## Text zum Lesen

-=-=-=-=-

Der große Kulturenvereiniger
Er gilt als der Mann, der den Blues und den Jazz für die weiße Hochkultur entdeckte. Mit Stücken wie "Rhapsody in Blue" oder "Porgy and Bess" wurde er weltberühmt: George Gershwin. Vor 80 Jahren starb der Komponist, Pianist und Dirigent.
Eigentlich war es dieser eine Ton, der die Tür zu einer allamerikanischen Kunstmusik aufriss: dieser eine klagende Ton, der einem durch Mark und Bein ging und der gleichzeitig alle Freude und allen Schmerz und alle Schönheit und alle Wildheit in sich vereinte.
Dass ausgerechnet George eine neuartige Musik in die amerikanischen Konzerthäuser bringen sollte, hatte eigentlich niemand erwartet, denn für Musik hatte er sich erst interessiert, als sein älterer Bruder Ira ein Klavier geschenkt kriegte und George sich das dann unter den Nagel riss. Bis dahin hatte er sich eigentlich eher als Raufbold und Straßenkid hervorgetan rund um die jiddischen Theater an der Lower East Side in Manhattan mit immer neuen Spielkameraden, weil seine Eltern ständig umzogen.
Junges Dreamteam für den Broadway
George Jakob Gershwin, geboren als Sohn des Schwitzbadbesitzers Moishe Gershovitz und seiner Frau Rose, russischen Einwanderern: Weil er schnell Klavierspielen lernt, arbeitet er mit 14 bei einem großen Musikverlag in der Tin Pan Alley - da wo wie auf dem Fischmarkt aus kleinen Läden raus Songs verkauft werden. George spielt der Kundschaft die Songs vor. Aber weil er einen Teil seiner Arbeitszeit darauf verwendet, nicht nur fremde Noten zu spielen, sondern selbst zu komponieren, wird er natürlich entlassen.
Als er sich dann mit Bruder Ira als Textschreiber zusammentut, werden die beiden zum Dreamteam für den Broadway. Sie schreiben Schlager, die gut ankommen und sie nach kurzer Zeit bereits reich machen. Sie schreiben Revuen, aber George reicht das nicht. Er will seriöse Musik schreiben. Und dann kam eben dieser frostige Februarabend 1924.
Die Kritiker meckerten überwiegend, aber beim Publikum war die Uraufführung der "Rhapsody In Blue" ein großer Erfolg – zum ersten Mal spielte ein Orchester, wie sich Amerika anfühlte: der stampfende Rhythmus der Eisenbahn, das Rumoren der großen Städte, das Schweigen der weite Prärie – all das hörte man in diesem Stück des 26-Jährigen, alles gewürzt, so muss man sagen, mit den Blue Notes des Jazz: Denn natürlich war das kein Jazz, was Gershwin da komponiert hatte. Aber die meisten New Yorker wussten damals eh nicht, was Jazz war - der Jazz spielte sich in Chicago ab. In New York gab es allenfalls Tanzkapellen, doch Gershwin hatte den Stride-Pianisten in den Bars von Harlem gelauscht und baute deren neueste Tricks und Techniken, ihre Synkopen und Intervalle in seine Kompositionen ein - und das so gut, dass Jazzmusiker bis heute seine Broadway-Songs als Improvisationsgrundlage nehmen.

-=-=-=-=-

## Aufgabe
Schreib den Text über George Gershwin weiter und fang direkt nach seinem letzten Satz an. Das Material danach hat damit nichts zu tun.

## Zu prüfende Daten
-=-=-=-=-

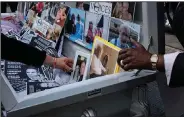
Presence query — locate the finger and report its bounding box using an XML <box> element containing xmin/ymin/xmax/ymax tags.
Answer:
<box><xmin>123</xmin><ymin>57</ymin><xmax>133</xmax><ymax>65</ymax></box>
<box><xmin>64</xmin><ymin>65</ymin><xmax>72</xmax><ymax>72</ymax></box>
<box><xmin>66</xmin><ymin>58</ymin><xmax>73</xmax><ymax>64</ymax></box>
<box><xmin>130</xmin><ymin>38</ymin><xmax>142</xmax><ymax>47</ymax></box>
<box><xmin>124</xmin><ymin>63</ymin><xmax>133</xmax><ymax>71</ymax></box>
<box><xmin>119</xmin><ymin>48</ymin><xmax>128</xmax><ymax>54</ymax></box>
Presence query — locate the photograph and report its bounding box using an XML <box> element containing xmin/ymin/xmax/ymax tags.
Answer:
<box><xmin>71</xmin><ymin>51</ymin><xmax>90</xmax><ymax>82</ymax></box>
<box><xmin>65</xmin><ymin>8</ymin><xmax>85</xmax><ymax>46</ymax></box>
<box><xmin>90</xmin><ymin>36</ymin><xmax>120</xmax><ymax>79</ymax></box>
<box><xmin>84</xmin><ymin>12</ymin><xmax>110</xmax><ymax>49</ymax></box>
<box><xmin>24</xmin><ymin>66</ymin><xmax>59</xmax><ymax>94</ymax></box>
<box><xmin>22</xmin><ymin>2</ymin><xmax>69</xmax><ymax>42</ymax></box>
<box><xmin>108</xmin><ymin>18</ymin><xmax>141</xmax><ymax>48</ymax></box>
<box><xmin>111</xmin><ymin>2</ymin><xmax>136</xmax><ymax>21</ymax></box>
<box><xmin>4</xmin><ymin>61</ymin><xmax>27</xmax><ymax>93</ymax></box>
<box><xmin>75</xmin><ymin>2</ymin><xmax>89</xmax><ymax>11</ymax></box>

-=-=-=-=-

## Ergebnis
Die wirklichen Wurzeln der schwarzen Musik aber entdeckt Gershwin 1934 bei einem langen Aufenthalt in South Carolina und verarbeitet sie in "Porgy and Bess" - einer Oper, gespickt mit Hits, die völlig zeitlos sind, und einer Oper, über die die Berliner SPD-Zeitung Telegraf im Jahre 1970 noch fragte, ob sie ein Modell für Klassenkampf darstelle ... gemäß dem Willen Gershwins darf das Stück auf der Bühne jedenfalls ausschließlich von Schwarzen aufgeführt werden.
Türöffner für Jazz und Blues
Bei der Kritik fiel dann zwar auch "Porgy and Bess" wieder durch, dafür aber wurde die Oper aus der Catfish-Street zur Volksoper! Und Gershwin war glücklich: Er hatte etwas gemacht, das all die Wahrheiten in seinem Herzen in sich vereinte!
Doch dann muss alles ein bisschen bitter geworden sein, denn anscheinend haben in seinen letzten Jahren die Freunde und Angehörigen dieses feinsinnigen und sensiblen Mannes seine rasenden Kopfschmerzen als Neurosen abgetan, was schrecklich chic war damals in den New Yorker Salons. Aber mit 38 Jahren starb George Gershwin dann an einem Gehirntumor. Doch die Tür, die er dem Jazz und dem Blues geöffnet hatte in die weiße Kultur hinein, die haben sie danach nicht mehr zugekriegt!